§ **EXTRACTED TEXT**

####################

AMEN Janaya! I loathe when people try to speak for my kids! Ugh!

And, can some one please explain to me why people automatically assume a baby is hungry if they cry? Is it just me or do your babies cry for other reasons? Geez, get real!

Anonymous said...

People think I am a preschool EVERYWHERE I go because my kids are close together (7,6,5,2.5 and 3 months) and my children can predict when someone will say "boy youve got your hands full." I try to give them the benefit of the doubt that they have no idea that a bijillion other people have just said the same thing to me.I also enjoy when people ask me if I understand where babies come from,if I have cable and my fave if I am done havin kids -thanks Target bagger Ill give ya an update as soon as I can.Most of the time it doesnt bug me cuz lets face it I do look like a preschool and people arent usually tryin to be jerks their just tryin to be funny in a sad Bob Saget kind of way or tryin to start a conversation in an uninterested Tyra way..... so mostly i feel pity

hilari said...

####################

[Source data]
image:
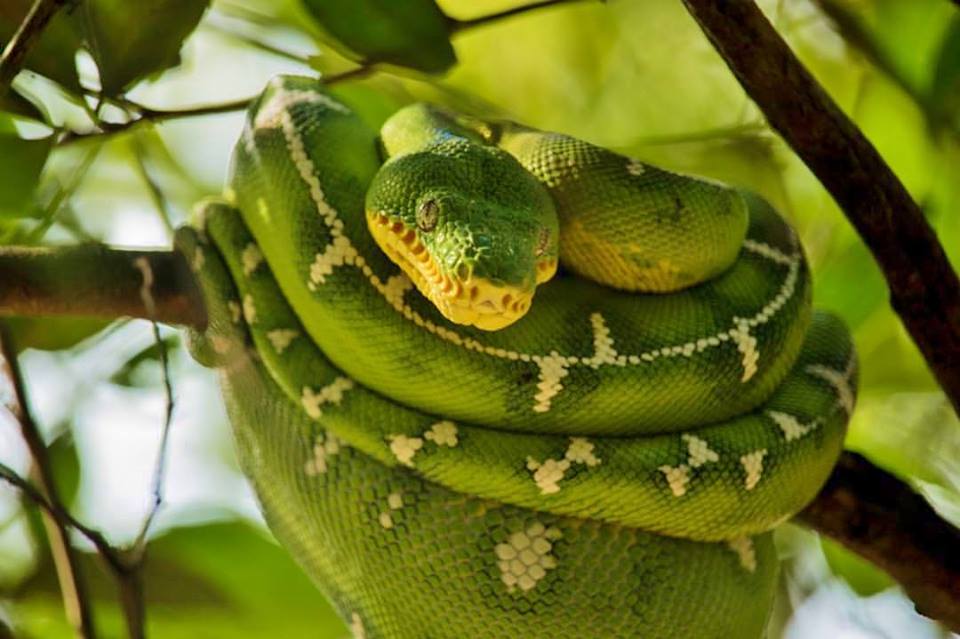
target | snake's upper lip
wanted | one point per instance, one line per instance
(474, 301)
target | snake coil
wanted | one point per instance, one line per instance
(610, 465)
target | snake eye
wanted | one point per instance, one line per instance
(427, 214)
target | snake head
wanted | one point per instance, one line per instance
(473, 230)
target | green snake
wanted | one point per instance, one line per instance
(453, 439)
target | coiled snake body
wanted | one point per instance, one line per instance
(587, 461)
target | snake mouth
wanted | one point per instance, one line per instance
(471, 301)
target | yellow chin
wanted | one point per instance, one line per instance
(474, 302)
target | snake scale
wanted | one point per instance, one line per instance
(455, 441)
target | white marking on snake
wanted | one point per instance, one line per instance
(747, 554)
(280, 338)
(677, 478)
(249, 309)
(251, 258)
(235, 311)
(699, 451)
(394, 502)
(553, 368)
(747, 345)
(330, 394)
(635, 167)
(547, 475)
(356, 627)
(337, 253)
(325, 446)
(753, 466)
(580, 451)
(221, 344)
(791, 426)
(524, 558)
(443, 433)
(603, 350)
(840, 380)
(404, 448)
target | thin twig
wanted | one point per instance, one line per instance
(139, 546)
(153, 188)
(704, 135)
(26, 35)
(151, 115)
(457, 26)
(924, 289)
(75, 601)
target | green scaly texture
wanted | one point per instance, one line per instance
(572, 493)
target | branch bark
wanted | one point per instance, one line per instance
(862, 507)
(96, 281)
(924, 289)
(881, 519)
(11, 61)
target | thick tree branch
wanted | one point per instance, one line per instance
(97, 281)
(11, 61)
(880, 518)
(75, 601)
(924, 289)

####################

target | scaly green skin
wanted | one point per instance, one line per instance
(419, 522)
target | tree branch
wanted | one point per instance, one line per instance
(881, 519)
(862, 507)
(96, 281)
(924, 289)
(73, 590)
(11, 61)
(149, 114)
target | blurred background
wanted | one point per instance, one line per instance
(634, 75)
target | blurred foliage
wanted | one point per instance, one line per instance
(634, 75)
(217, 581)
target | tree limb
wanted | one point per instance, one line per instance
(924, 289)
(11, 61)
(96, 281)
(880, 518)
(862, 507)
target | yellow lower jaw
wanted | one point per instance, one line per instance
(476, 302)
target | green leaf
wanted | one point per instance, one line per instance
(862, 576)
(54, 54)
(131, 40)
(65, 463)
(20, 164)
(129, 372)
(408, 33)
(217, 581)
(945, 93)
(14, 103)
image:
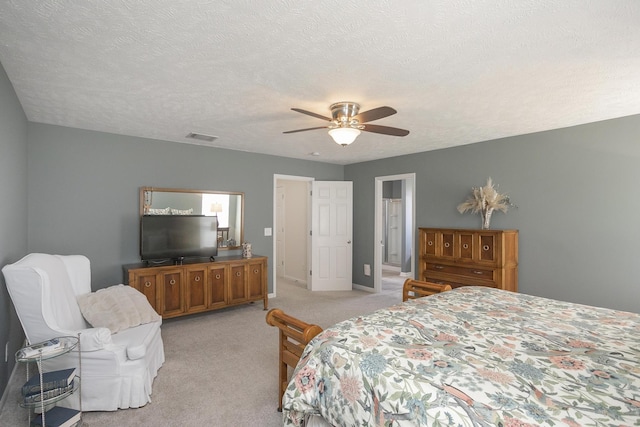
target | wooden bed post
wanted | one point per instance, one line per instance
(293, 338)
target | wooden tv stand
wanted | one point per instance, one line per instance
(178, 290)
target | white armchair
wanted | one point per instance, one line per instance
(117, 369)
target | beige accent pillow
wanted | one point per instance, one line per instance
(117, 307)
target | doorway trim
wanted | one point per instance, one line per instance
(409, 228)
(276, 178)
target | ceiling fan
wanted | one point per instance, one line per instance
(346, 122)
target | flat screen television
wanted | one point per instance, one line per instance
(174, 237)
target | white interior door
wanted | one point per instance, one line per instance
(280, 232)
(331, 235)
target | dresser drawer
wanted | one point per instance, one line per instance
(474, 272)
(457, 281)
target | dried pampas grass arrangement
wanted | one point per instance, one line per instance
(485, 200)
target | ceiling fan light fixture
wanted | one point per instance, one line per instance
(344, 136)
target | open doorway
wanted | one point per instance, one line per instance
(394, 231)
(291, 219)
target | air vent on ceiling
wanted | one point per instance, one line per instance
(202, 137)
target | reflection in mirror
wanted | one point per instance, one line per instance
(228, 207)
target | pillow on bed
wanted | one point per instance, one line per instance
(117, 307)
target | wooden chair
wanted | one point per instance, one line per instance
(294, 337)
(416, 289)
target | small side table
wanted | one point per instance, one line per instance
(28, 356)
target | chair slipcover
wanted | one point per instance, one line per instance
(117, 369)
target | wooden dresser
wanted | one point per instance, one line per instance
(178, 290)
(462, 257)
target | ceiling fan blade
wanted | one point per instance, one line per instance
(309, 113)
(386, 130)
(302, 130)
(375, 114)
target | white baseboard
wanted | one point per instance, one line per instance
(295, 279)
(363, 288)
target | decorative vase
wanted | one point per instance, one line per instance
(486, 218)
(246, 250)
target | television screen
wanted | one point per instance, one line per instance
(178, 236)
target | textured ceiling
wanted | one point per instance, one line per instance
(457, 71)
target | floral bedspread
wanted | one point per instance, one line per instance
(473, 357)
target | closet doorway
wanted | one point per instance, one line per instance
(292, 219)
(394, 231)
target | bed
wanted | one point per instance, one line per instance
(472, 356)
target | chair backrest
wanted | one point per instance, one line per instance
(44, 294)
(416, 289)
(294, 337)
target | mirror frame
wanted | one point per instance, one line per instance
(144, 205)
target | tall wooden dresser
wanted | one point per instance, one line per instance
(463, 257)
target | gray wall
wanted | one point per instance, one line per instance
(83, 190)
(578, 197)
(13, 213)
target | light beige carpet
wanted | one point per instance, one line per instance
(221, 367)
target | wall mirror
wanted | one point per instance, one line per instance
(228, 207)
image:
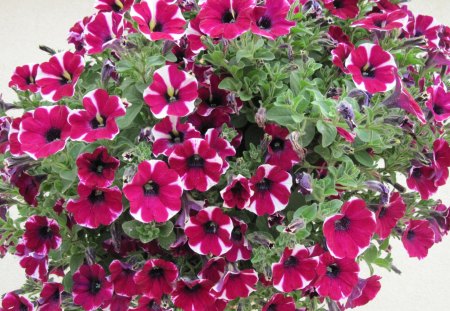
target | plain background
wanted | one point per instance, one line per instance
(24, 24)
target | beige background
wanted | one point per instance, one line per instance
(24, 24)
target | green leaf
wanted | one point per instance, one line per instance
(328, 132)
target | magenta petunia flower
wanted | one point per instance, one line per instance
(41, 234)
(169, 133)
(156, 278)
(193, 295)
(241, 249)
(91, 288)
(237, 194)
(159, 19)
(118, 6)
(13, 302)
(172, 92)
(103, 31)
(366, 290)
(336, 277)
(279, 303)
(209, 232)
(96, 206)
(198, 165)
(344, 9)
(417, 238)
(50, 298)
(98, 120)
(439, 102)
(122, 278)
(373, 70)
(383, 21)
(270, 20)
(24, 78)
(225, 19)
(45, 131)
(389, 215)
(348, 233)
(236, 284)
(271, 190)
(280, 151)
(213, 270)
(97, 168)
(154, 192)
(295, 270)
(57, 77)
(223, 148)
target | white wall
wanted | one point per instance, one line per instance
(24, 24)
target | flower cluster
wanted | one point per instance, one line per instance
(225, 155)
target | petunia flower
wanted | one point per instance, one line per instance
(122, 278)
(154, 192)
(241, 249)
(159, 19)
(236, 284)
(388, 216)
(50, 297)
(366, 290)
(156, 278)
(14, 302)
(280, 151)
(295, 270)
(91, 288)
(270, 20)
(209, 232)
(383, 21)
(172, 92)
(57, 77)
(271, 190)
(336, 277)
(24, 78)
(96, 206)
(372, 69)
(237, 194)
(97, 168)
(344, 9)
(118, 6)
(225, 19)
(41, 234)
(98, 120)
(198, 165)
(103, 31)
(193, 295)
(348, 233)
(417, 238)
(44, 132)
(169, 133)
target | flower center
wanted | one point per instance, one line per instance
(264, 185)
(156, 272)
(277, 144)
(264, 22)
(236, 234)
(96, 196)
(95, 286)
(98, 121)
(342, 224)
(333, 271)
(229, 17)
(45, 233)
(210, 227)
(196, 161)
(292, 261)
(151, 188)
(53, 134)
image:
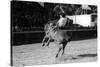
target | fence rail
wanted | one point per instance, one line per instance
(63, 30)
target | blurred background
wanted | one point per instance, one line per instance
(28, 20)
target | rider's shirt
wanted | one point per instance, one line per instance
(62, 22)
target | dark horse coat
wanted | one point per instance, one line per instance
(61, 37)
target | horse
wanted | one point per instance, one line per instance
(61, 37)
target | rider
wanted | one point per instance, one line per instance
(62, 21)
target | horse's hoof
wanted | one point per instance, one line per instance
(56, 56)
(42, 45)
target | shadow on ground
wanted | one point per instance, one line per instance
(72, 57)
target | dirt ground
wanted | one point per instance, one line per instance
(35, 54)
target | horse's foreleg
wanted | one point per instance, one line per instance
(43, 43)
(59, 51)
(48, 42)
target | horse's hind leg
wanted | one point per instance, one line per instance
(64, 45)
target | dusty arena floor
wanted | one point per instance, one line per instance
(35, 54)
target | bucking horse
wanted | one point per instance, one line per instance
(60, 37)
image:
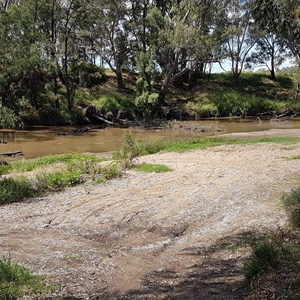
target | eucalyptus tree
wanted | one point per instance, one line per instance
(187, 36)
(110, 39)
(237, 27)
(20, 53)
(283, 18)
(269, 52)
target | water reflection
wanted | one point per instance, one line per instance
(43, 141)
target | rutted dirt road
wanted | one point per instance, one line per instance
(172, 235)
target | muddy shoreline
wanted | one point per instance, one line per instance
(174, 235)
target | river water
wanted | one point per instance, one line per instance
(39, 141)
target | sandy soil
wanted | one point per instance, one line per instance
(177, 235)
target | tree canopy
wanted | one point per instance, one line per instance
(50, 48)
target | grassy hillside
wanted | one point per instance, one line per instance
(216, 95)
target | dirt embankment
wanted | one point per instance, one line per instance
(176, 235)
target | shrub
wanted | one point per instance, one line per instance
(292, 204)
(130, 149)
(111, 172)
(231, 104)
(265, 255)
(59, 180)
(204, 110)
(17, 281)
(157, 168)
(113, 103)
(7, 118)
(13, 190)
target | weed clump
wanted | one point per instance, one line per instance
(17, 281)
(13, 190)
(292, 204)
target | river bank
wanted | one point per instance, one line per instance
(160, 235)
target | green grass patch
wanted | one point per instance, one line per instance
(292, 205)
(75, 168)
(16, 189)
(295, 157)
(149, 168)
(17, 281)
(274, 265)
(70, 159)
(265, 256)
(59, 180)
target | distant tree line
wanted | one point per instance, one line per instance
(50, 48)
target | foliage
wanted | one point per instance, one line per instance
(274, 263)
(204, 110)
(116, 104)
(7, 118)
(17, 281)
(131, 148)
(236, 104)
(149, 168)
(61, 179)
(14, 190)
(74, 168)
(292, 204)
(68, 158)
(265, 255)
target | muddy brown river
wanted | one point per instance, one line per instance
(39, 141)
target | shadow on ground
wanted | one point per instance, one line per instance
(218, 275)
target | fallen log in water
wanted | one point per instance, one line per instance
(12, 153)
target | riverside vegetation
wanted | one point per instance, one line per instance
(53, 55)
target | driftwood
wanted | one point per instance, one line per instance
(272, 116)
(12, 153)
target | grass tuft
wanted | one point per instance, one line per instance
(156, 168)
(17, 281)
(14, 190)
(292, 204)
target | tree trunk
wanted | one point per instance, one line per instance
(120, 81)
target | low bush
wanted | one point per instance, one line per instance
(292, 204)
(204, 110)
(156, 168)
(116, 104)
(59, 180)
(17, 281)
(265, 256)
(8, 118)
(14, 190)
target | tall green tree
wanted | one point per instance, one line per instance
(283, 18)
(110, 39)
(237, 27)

####################

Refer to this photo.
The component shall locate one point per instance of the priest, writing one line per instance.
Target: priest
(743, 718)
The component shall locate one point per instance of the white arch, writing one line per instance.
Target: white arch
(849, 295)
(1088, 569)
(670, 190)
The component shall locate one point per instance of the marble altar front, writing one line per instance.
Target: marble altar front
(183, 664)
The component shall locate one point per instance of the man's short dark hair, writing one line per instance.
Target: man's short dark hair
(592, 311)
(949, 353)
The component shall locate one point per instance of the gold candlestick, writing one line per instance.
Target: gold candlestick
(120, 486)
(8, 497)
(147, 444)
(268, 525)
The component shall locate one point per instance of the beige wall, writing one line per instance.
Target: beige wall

####################

§ **WORK INSTRUCTION A**
Based on the comments above, decide whether each statement agrees with them. Answer yes or no for each, and quote the deciding words.
(i) The Anonymous commenter has five children.
(ii) The first comment complains that people assume a crying baby is tired.
(iii) The Anonymous commenter says the remarks bother the commenter most of the time.
§ **WORK INSTRUCTION B**
Condense the paragraph in the comments that begins "People think I am a preschool" into a short bulleted list that keeps its main facts.
§ **WORK INSTRUCTION C**
Reproduce the part of the comments starting with "And, can some" and going on through "Anonymous said...".

§ **RESPONSE AREA A**
(i) Yes: "(7,6,5,2.5 and 3 months)"
(ii) No: "why people automatically assume a baby is hungry if they cry"
(iii) No: "Most of the time it doesnt bug me"

§ **RESPONSE AREA B**
- The writer's children are close in age (7, 6, 5, 2.5, and 3 months), so people react as if the writer were a preschool.
- The children can predict when someone will say "boy youve got your hands full."
- The writer assumes these people don't know how many others have said the same thing.
- People also ask whether the writer understands where babies come from, has cable, or is done having kids. A Target bagger asked that last one.
- Most of the time this doesn't bother the writer, because people are usually trying to be funny or to start a conversation, not trying to be jerks.
- The writer mostly feels pity.

§ **RESPONSE AREA C**
And, can some one please explain to me why people automatically assume a baby is hungry if they cry? Is it just me or do your babies cry for other reasons? Geez, get real!

Anonymous said...